__THE PROBLEM__
Transcribe every one of the following records line by line, keeping each line identical to the original.

BEGIN INFORMATION SHOWN

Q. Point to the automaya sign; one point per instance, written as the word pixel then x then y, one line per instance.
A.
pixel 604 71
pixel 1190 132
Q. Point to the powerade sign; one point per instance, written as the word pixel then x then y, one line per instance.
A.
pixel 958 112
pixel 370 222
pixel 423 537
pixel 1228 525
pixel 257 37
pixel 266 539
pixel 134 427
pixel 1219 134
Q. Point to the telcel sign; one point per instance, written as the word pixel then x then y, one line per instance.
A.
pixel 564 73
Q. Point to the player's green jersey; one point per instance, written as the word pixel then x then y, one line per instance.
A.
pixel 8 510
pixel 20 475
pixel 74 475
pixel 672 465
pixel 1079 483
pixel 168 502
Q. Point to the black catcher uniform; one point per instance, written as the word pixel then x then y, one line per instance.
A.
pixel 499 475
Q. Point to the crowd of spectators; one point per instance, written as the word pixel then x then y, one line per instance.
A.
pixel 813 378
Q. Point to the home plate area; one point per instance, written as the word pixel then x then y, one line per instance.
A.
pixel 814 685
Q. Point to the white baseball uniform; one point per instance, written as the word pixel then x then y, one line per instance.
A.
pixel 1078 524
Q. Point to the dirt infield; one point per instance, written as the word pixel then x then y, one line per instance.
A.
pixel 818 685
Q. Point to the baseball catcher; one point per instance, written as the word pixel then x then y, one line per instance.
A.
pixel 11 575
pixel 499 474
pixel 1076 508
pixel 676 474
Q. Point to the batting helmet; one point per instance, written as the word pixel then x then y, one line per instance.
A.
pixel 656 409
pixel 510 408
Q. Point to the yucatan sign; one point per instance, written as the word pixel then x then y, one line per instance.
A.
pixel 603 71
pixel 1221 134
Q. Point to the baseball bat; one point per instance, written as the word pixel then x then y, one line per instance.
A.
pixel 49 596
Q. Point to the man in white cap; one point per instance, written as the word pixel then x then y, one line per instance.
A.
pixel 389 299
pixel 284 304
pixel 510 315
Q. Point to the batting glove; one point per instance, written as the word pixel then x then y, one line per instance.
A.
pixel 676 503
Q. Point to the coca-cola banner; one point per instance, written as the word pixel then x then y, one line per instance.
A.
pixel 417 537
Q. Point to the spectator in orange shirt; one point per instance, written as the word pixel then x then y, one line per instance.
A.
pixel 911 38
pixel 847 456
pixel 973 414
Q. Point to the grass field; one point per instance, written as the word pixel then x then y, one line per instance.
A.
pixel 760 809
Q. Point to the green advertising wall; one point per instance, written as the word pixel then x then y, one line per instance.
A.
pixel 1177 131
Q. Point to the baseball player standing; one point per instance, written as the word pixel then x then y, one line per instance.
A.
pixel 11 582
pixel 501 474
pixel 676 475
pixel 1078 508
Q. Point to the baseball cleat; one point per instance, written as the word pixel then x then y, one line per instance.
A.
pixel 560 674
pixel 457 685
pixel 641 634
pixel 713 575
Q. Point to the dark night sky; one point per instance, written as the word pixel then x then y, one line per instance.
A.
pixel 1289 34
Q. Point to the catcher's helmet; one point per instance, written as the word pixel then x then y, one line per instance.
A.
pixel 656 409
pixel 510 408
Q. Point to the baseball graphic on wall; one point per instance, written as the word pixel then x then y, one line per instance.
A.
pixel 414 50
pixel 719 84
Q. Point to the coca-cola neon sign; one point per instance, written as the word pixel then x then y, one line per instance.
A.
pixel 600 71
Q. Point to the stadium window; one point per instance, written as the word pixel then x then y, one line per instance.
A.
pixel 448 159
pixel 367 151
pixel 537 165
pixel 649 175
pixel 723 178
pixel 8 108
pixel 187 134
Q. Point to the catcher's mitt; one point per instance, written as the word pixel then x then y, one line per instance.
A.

END INFORMATION SHOWN

__PROBLEM SOLUTION__
Q. Point to the automaya sign; one point per instance, written as the word pixel then x then y, one line per instance.
A.
pixel 604 71
pixel 1190 132
Q. Point to the powerade sign; one point per instance, written as the word pixel then x then y, one line per instance.
A.
pixel 958 112
pixel 370 222
pixel 423 537
pixel 1228 525
pixel 257 37
pixel 266 539
pixel 134 427
pixel 1219 134
Q. Point to the telcel sign; one point per instance, written as the word pixel then x then y, one line per instance.
A.
pixel 564 73
Q. Point to the player's green jersey; one point per instance, written as the word pixel then x then y, one line per instance.
A.
pixel 8 510
pixel 20 475
pixel 74 475
pixel 672 465
pixel 1079 483
pixel 168 502
Q. Point to the black catcher uniform; one point per instance, written as the word pixel then x then y, one line per instance.
A.
pixel 499 475
Q. Point to the crowd of spectators; one point per instance, written as the word pixel then x then y, one line per instance.
A.
pixel 813 378
Q. Point to the home plate area; one point per instance, written as the word pixel then x then y, one line per instance.
A.
pixel 814 685
Q. Point to the white baseball uniform; one point per instance, written as the word pixel then x then y, one line per instance.
A.
pixel 1078 524
Q. Point to the dirt infield; one point per instance, written as the word pixel then x then y, one line per instance.
A.
pixel 818 685
Q. Point to the baseball catcher; one point per instance, written as the word pixel then x then y, one line per instance.
A.
pixel 11 575
pixel 499 474
pixel 1076 508
pixel 676 474
Q. Point to the batting helmet; one point per instance, written as the word pixel then x then y, one line per instance.
A.
pixel 656 409
pixel 510 408
Q. Point to the yucatan sign; one point per instance, written as the word pixel then x then y, one line per instance.
A.
pixel 603 71
pixel 1221 134
Q. Point to the baseball bat; one point per instance, written as the word pixel then x then y, one line per instance.
A.
pixel 49 596
Q. Point to the man in white cap; one point per instance, written as the word pixel then x then y, one line per instance.
A.
pixel 389 299
pixel 284 304
pixel 510 315
Q. Point to the batting glove; one point per instance, written as the word pixel then x then y, one line per instance.
A.
pixel 676 503
Q. Point to the coca-cola banner; one point per instance, written as the word pixel then x then y, one line per instance.
A.
pixel 417 537
Q. Point to the spectator in orange shirt; one point per instance, written as the word pixel then x then y, one line per instance.
A.
pixel 911 38
pixel 847 456
pixel 973 414
Q. Point to the grass field; one point per instance, written as the word pixel then x then y, one line per instance.
A.
pixel 760 809
Q. Point to the green advertising wall; one point per instance, written as the word pixel then x then y, one line per instance.
A.
pixel 1177 131
Q. Point to the baseball player standing; one point per instance, written as the word pixel then x then y, one line per instance.
A.
pixel 11 582
pixel 501 474
pixel 676 475
pixel 1078 508
Q. Point to the baseball cleat; one point per instance, written as the word pixel then x then y, one line per instance.
A.
pixel 560 674
pixel 457 685
pixel 641 634
pixel 713 575
Q. Point to the dark night sky; one point per instance, written as the word pixel then x then y, one line per instance.
A.
pixel 1289 34
Q. Point to the catcher's helmet; one point per instance, written as the word pixel then x then y, one line per instance.
A.
pixel 656 409
pixel 510 408
Q. Point to the baseball graphic on wall; one point per instance, written as the word pixel then x then y, one line per instance.
A.
pixel 414 50
pixel 719 84
Q. Point to the coca-cola neon sign; one point per instance, written as the word pixel then x then y, one line per instance.
A.
pixel 600 71
Q. Point to the stadium window; one point per instance, written as the word pixel then x then y, one line per instance.
A.
pixel 448 159
pixel 367 151
pixel 537 165
pixel 649 175
pixel 723 178
pixel 8 108
pixel 187 134
Q. Point to the catcher's mitt; one point per instance, written as the word pixel then x then y, one line per instance.
A.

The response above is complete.